### READING TEXT:
————————

Saturday, January 02, 2010

Darkest Winter

The Shrine to the Queen of the New Year has been dedicated following the festival of winter lights, soup distillation and snow drifts.

More lights and logs.

The snow has stopped thankfully but the freeze continues; I made up to a nearby form of civilisation thanks to the trusty 4x4, duly picked up a few ready meals, nail clippers and wine and returned for further fireside vegetation. Who says nothing grows in the winter?

Facebook, Twitter, text messages and daft web messages are keeping us warm and in touch, for sport we've set up a bed making and sculpture project: a kind of living installation that allows various tog quotients and combinations to be explored and then discarded whilst in the background the room temperature fluctuates wildly. In a more childish diversion I'm Twittering "sausages" regularly following some instructions provided by Ross Noble - it's a complex mind game. As things are bound to deteriorate soon I'm also preparing to participate in the "knit for Victory in the Yemen" campaign that will no doubt be thrust upon us sometime in the next two weeks as daft Gordon pursues more serial head nodding and hand wringing. The western world is headed for Islamic Hell in a Humvee and there's little we can do back here other than worry a lot, knit and make more spicy soup.

————————

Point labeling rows
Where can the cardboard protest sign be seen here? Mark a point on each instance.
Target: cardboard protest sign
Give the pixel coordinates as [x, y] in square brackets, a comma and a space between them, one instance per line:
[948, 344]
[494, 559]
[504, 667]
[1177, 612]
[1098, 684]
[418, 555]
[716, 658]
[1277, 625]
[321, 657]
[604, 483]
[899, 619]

————————

### DIRECTIVE 1:
According to the winter blog post, what did the writer bring back from the drive to a nearby town?
### DIRECTIVE 2:
Summarize the winter blog post in two sentences.
These rows were taken from a different source than the winter blog post.

### RESULT 1:
A few ready meals, nail clippers and wine.

### RESULT 2:
The snow has stopped but the freeze goes on, and the writer drove out in the 4x4 for a few supplies before returning to the fireside. Online and text messages keep everyone in touch while they pass the time with bed making, Twittering "sausages," and making spicy soup.